Selection:
** BEGIN **
Magna Carta 2
Xbox 360
Reviewed: 12/20/2009

First things first, this was never truly clear in any of the materials on the game: the Magna Carta series has nothing to do with the historical document signed by King John of England in 1215. It may be disappointing to find out that the game just took the word “Magna Carta,” originally meaning “Great Charter, “ and took it to mean something else — a really good fighter or something like that. But that may be forgivable when many modern games have silly non-word titles like “Infinite Undiscovery,” or oxymorons like “Final Fantasy XIII.” This is definitely not for anyone looking for a series tying heavily into the history of England in the middle ages.

Magna Carta 2’s hero is the amnesiac young Juto living on Highwind Island. Whatever trauma he suffered that caused him to forget his past also caused him to be unable to use swords. Well, rather, pick up swords. And only metal swords. Not wooden swords. He uses a wooden sword at the beginning, because it does not apparently count as a sword to his traumatized mind. And at one point he is shown whittling it with a knife, too. Maybe Juto should have just learned how to use knives in combat rather than study how to use a sword with his debilitating swordphobia. Though it’s not like he has trouble wacking dudes with swords when it comes down to it. He just cannot use a metal sword. That is, until he can about an hour into the game, when his supposed mentor dies, and he joins an exiled princess fight for her homeland, and to take revenge on his mentor’s murderer. Then he can use a sword.


Screen Shot
The graphics themselves don’t look bad, just the characters

One of the large problems with Magna Carta 2’s story is how seriously it takes itself, and how hard it is to take it seriously. It tries to be a fantasy war story, and it is rather reminiscent of Final Fantasy XII in many ways, especially in the way it’s presented. However, the writing and the voice acting are both over the top melodramatic, and the characters are more like caricatures of common RPG archetypes than anything else. Juto, for one, is an amnesiac with a terrible power unknown to him, just like three generations worth of RPG heroes before him, and for a large part of the game, his motivation is the oldest one of all: revenge. Argo is the tough wise man, a character type which once existed to counter an older archetype: the tough dumb guy, but has since probably overtook its elder in popularity. Argo is like a Kimahri Ronso with more lines. He is like X-Men’s Beast. Crocell is a jerk with a soft spot and unyielding loyalty to Zephie. That is how he is described in the manual, and that is how he continues for forever, clashing with Juto, and later Celestine. Celestine is the youngest of the team, she is not even in her teens yet, and she has double Ds. Yes, she is of a different race from humans, although the differences are extremely minimal. She speaks in a high pitched voice and is in love with Argo, and it is just like Eiko’s crush on Zidane in Final Fantasy IX. Except imagine if Eiko had a voice actress, and she was terrible. And Eiko had double-Ds and remained a six year old. Better yet, don’t. Credit goes to Zephie, the princess in the story, who remains mostly stoic and tolerable throughout and not completely succumbing to the clichés of the role that she was given.
** END **
What to produce: Transcribe the passage of the Magna Carta 2 review that starts with "First things first, this" and runs through "the middle ages.".

Data section:
** BEGIN **
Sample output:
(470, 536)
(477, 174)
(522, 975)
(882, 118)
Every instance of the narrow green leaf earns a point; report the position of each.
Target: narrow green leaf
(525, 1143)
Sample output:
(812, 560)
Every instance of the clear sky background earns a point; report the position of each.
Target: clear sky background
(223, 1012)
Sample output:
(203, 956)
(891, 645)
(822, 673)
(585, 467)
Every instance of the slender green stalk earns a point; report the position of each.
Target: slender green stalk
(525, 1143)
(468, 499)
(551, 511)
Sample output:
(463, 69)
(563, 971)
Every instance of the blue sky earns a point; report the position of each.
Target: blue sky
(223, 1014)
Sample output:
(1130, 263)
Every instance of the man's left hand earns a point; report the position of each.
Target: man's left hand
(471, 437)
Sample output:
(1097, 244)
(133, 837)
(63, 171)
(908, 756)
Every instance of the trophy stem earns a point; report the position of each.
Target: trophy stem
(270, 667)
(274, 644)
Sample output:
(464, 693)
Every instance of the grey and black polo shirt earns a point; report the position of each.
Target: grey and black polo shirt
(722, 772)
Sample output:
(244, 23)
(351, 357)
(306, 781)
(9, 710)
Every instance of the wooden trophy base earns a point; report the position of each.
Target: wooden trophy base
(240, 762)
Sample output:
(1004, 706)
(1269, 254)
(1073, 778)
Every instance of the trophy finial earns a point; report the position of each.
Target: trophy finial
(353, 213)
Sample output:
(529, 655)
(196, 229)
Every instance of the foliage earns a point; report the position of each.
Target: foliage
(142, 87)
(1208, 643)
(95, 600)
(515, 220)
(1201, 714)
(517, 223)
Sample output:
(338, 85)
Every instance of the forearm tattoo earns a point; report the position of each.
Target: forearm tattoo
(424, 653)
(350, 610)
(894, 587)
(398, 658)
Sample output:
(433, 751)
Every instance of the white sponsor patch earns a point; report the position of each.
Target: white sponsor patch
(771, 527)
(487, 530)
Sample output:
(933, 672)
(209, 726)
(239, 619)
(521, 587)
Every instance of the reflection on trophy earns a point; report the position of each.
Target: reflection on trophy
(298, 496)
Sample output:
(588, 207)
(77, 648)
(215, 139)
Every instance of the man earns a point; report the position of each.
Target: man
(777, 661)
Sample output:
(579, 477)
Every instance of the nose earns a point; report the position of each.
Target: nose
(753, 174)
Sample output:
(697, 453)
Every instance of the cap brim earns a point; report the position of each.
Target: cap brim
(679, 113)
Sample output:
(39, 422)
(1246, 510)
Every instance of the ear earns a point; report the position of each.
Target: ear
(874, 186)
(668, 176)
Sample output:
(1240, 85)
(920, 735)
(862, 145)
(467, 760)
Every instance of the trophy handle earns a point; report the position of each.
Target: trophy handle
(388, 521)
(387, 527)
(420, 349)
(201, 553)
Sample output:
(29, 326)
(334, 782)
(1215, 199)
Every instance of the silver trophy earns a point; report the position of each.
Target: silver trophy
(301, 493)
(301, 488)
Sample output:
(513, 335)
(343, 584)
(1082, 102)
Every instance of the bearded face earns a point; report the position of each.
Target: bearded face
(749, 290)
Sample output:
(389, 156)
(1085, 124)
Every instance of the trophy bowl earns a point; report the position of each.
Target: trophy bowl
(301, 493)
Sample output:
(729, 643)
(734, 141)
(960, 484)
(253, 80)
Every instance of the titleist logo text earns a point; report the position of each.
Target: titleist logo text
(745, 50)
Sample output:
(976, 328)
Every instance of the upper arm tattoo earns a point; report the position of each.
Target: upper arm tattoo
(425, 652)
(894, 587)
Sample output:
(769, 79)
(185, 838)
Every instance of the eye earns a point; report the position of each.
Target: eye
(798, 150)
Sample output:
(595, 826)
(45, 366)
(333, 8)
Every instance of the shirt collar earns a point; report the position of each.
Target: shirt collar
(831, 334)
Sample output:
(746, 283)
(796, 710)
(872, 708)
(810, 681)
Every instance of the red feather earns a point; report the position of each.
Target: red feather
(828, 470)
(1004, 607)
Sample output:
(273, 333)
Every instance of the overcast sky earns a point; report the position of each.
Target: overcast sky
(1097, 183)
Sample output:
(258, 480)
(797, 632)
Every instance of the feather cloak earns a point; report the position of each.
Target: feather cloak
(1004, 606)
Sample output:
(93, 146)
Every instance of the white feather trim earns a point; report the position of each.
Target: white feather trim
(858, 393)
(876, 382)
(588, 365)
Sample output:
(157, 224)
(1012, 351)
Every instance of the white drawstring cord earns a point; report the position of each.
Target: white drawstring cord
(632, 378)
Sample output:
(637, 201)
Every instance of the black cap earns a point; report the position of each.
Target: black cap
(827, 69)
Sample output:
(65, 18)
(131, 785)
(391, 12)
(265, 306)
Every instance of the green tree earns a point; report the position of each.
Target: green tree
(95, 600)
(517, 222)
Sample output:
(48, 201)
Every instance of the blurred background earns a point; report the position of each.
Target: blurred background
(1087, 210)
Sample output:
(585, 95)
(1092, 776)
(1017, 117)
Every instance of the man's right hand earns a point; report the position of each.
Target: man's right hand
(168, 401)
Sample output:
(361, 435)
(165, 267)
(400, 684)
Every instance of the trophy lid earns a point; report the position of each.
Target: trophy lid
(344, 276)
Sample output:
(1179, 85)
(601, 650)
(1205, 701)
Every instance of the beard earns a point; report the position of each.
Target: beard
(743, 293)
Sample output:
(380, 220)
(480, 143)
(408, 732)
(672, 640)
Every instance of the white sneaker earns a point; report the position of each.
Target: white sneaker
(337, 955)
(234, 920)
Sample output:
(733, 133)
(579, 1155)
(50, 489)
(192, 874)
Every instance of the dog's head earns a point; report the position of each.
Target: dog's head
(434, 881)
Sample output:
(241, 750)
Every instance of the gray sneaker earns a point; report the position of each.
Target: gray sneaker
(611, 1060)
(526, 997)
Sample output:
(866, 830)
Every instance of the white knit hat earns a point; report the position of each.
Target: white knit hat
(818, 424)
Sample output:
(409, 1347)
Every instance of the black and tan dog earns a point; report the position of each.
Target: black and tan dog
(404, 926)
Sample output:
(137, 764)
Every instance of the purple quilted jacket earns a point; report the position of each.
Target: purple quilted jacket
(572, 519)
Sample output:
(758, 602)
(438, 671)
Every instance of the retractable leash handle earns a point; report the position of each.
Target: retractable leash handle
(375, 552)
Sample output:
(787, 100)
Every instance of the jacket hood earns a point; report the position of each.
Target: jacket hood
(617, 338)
** END **
Result of this task:
First things first, this was never truly clear in any of the materials on the game: the Magna Carta series has nothing to do with the historical document signed by King John of England in 1215. It may be disappointing to find out that the game just took the word “Magna Carta,” originally meaning “Great Charter, “ and took it to mean something else — a really good fighter or something like that. But that may be forgivable when many modern games have silly non-word titles like “Infinite Undiscovery,” or oxymorons like “Final Fantasy XIII.” This is definitely not for anyone looking for a series tying heavily into the history of England in the middle ages.